(Picture annotation records)
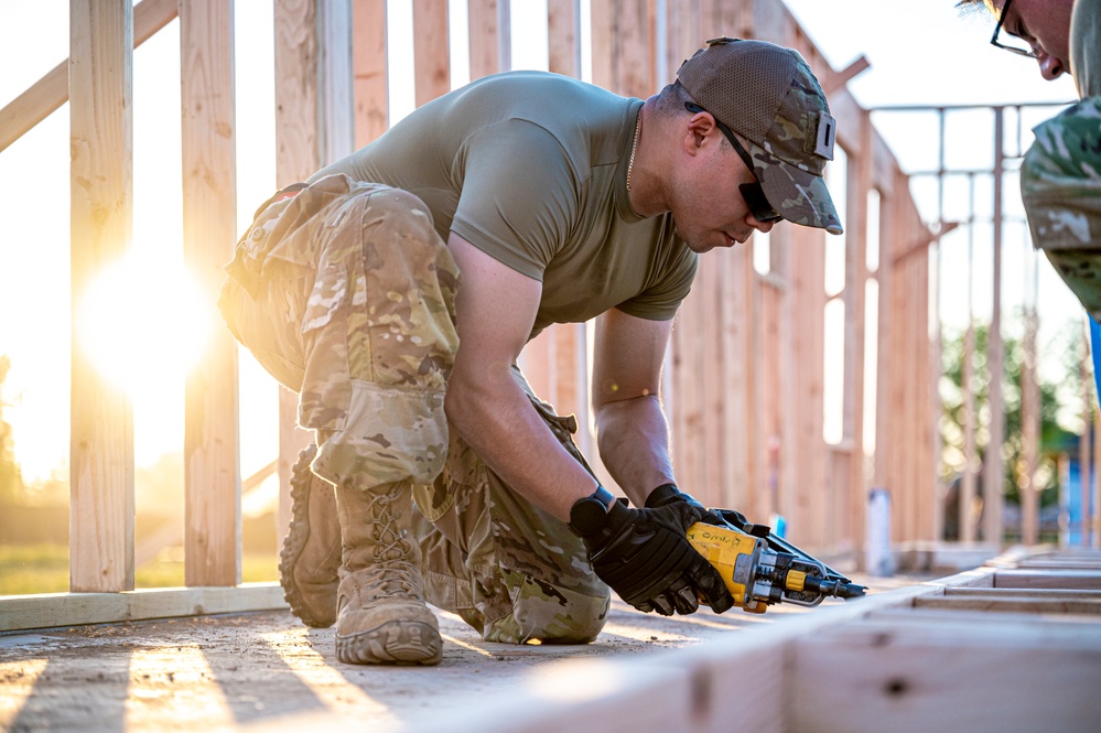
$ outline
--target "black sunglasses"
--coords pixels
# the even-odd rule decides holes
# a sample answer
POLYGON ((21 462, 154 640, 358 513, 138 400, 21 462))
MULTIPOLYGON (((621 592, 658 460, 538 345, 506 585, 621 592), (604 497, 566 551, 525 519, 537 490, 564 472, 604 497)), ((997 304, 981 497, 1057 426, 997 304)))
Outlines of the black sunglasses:
MULTIPOLYGON (((1036 58, 1036 52, 1029 48, 1022 48, 1019 46, 1007 46, 997 40, 997 34, 1002 32, 1002 25, 1005 23, 1005 17, 1010 14, 1010 6, 1013 0, 1005 0, 1005 4, 1002 6, 1002 12, 997 17, 997 25, 994 26, 994 35, 990 36, 990 43, 999 48, 1005 48, 1010 53, 1015 53, 1018 56, 1028 56, 1029 58, 1036 58)), ((1006 33, 1010 33, 1006 31, 1006 33)), ((1013 35, 1010 33, 1010 35, 1013 35)))
MULTIPOLYGON (((693 115, 708 111, 703 107, 700 107, 691 101, 684 103, 684 109, 693 115)), ((711 112, 708 114, 711 115, 711 112)), ((738 192, 742 194, 742 198, 745 200, 746 205, 749 207, 749 213, 753 214, 753 218, 757 219, 762 224, 771 224, 774 222, 781 220, 784 217, 776 213, 773 205, 768 203, 768 197, 765 196, 765 190, 760 187, 760 182, 757 180, 757 173, 754 171, 753 159, 749 158, 749 153, 746 152, 745 148, 742 147, 742 143, 737 141, 737 138, 734 137, 734 133, 728 127, 723 125, 714 115, 711 116, 715 118, 715 125, 717 125, 719 129, 722 130, 722 133, 726 136, 731 145, 735 151, 737 151, 737 154, 741 155, 742 162, 745 163, 745 166, 749 169, 749 173, 753 174, 753 183, 743 183, 737 187, 738 192)))

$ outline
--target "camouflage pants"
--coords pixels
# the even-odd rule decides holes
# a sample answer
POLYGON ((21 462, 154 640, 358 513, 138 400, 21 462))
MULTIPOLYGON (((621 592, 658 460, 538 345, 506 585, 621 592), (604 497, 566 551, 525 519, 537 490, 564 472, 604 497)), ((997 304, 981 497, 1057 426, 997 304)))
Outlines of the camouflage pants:
MULTIPOLYGON (((226 270, 223 317, 299 392, 299 422, 317 434, 314 472, 347 488, 414 487, 409 529, 431 603, 489 640, 596 637, 608 590, 581 541, 449 431, 460 273, 419 198, 326 176, 262 207, 226 270)), ((532 405, 583 462, 571 419, 532 405)))

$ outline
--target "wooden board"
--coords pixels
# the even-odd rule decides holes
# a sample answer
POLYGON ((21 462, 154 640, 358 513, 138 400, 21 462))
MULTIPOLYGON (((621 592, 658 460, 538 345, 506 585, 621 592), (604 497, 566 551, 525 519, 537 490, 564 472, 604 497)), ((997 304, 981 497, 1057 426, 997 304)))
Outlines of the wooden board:
POLYGON ((10 595, 0 599, 0 632, 285 607, 283 589, 278 583, 129 593, 10 595))
POLYGON ((69 7, 72 419, 69 589, 133 590, 133 408, 80 341, 83 299, 133 234, 133 15, 127 0, 69 7))

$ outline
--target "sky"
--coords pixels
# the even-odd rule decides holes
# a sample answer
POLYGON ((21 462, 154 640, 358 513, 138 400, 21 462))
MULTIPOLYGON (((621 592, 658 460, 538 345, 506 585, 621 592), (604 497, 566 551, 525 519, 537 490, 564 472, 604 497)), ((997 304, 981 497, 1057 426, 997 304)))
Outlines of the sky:
MULTIPOLYGON (((389 3, 393 54, 390 68, 409 68, 411 0, 389 3)), ((961 17, 952 0, 786 0, 786 4, 835 69, 846 67, 862 54, 867 57, 871 68, 855 78, 850 89, 868 108, 1057 104, 1075 97, 1069 78, 1044 82, 1034 61, 992 47, 992 20, 983 14, 961 17)), ((454 28, 463 29, 463 3, 452 2, 451 11, 454 28)), ((583 15, 586 11, 587 0, 583 2, 583 15)), ((544 26, 535 20, 546 17, 546 0, 512 0, 511 13, 514 67, 546 68, 547 41, 540 35, 544 26)), ((67 56, 67 0, 0 0, 0 106, 67 56)), ((237 0, 236 19, 240 230, 248 225, 247 215, 274 185, 270 0, 237 0)), ((453 31, 455 86, 468 78, 466 53, 463 33, 453 31)), ((582 62, 585 76, 587 55, 582 62)), ((109 325, 98 331, 82 328, 82 333, 94 337, 104 368, 133 387, 136 460, 144 465, 168 451, 180 450, 183 371, 187 355, 201 353, 203 343, 203 334, 188 333, 190 319, 203 304, 190 294, 180 255, 175 23, 136 51, 133 84, 133 250, 138 256, 128 267, 136 268, 131 273, 139 274, 128 281, 138 284, 125 289, 108 283, 101 288, 108 293, 106 300, 80 310, 106 313, 98 322, 109 325), (158 305, 145 308, 149 303, 158 305), (122 342, 111 338, 120 332, 136 337, 122 342), (181 344, 186 348, 182 349, 181 344), (105 348, 107 345, 110 347, 105 348), (140 346, 140 351, 132 351, 133 346, 140 346), (120 362, 128 364, 127 370, 120 362)), ((412 89, 393 79, 390 89, 393 121, 412 109, 412 89)), ((1025 147, 1028 128, 1057 110, 1051 107, 1022 116, 1025 147)), ((1008 117, 1016 129, 1016 114, 1008 117)), ((936 166, 935 116, 879 111, 873 119, 905 171, 936 166)), ((981 110, 949 115, 948 168, 990 165, 991 119, 990 112, 981 110)), ((64 477, 68 455, 67 128, 66 106, 0 152, 0 217, 4 222, 0 235, 0 354, 12 358, 2 398, 4 419, 14 428, 17 455, 28 481, 64 477)), ((930 184, 929 180, 916 181, 915 192, 922 214, 932 220, 937 217, 937 196, 930 184)), ((1037 265, 1025 239, 1014 186, 1011 182, 1006 194, 1007 211, 1017 222, 1011 222, 1005 234, 1005 302, 1008 308, 1039 302, 1045 327, 1054 330, 1067 319, 1080 317, 1081 309, 1046 261, 1037 265)), ((949 184, 946 194, 946 218, 967 217, 967 206, 961 205, 971 197, 967 176, 949 184)), ((980 219, 990 215, 990 196, 989 182, 976 181, 974 198, 980 219)), ((958 230, 945 238, 940 251, 941 311, 946 322, 964 322, 971 310, 968 299, 976 316, 989 317, 990 227, 980 222, 971 235, 958 230)), ((1006 327, 1015 326, 1010 322, 1006 327)), ((1041 332, 1041 343, 1044 339, 1041 332)), ((240 410, 248 418, 242 422, 241 470, 247 476, 274 456, 278 388, 247 355, 241 358, 241 384, 240 410)))

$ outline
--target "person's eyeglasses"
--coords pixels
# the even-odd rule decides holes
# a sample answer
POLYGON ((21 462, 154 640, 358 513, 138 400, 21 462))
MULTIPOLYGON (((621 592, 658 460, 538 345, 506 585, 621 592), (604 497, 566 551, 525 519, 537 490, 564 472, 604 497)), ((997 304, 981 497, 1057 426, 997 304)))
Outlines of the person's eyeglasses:
MULTIPOLYGON (((999 13, 997 17, 997 25, 994 26, 994 35, 990 36, 990 44, 992 46, 997 46, 999 48, 1005 48, 1010 53, 1015 53, 1018 56, 1028 56, 1029 58, 1036 58, 1036 52, 1032 50, 1032 46, 1027 48, 1022 48, 1021 46, 1006 45, 997 40, 999 33, 1002 32, 1002 25, 1005 23, 1005 18, 1006 15, 1010 14, 1010 6, 1012 3, 1013 0, 1005 0, 1005 4, 1002 6, 1002 12, 999 13)), ((1008 31, 1006 31, 1006 34, 1011 37, 1013 36, 1013 34, 1010 33, 1008 31)))
MULTIPOLYGON (((700 107, 691 101, 686 101, 684 108, 693 115, 708 111, 703 107, 700 107)), ((711 115, 711 112, 708 114, 711 115)), ((715 117, 714 115, 711 116, 715 117)), ((760 182, 757 181, 757 174, 753 170, 753 159, 749 158, 749 153, 746 152, 745 148, 742 147, 742 143, 737 141, 737 138, 734 137, 731 129, 719 121, 717 117, 715 117, 715 125, 719 126, 722 133, 726 136, 727 140, 730 140, 731 145, 735 151, 737 151, 737 154, 742 157, 742 162, 745 163, 745 166, 749 169, 749 173, 753 175, 753 183, 743 183, 737 187, 738 192, 742 194, 742 198, 745 200, 746 206, 749 207, 749 213, 753 214, 753 218, 757 219, 762 224, 770 224, 782 219, 784 217, 777 214, 776 209, 773 208, 773 205, 768 203, 768 198, 765 196, 765 191, 760 187, 760 182)))

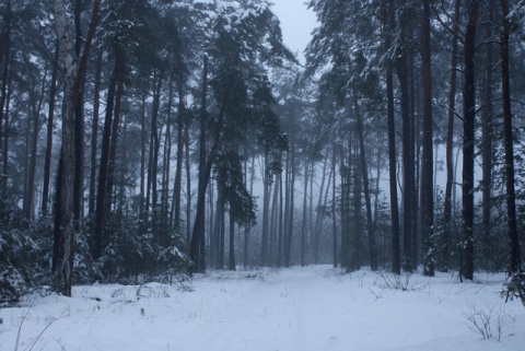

### Task brief
Show each line in the records above that contains the string "target".

### Solution to this problem
--target "black sunglasses"
--target "camouflage pants"
--target "wooden board"
--target "sky"
--target "person's eyeglasses"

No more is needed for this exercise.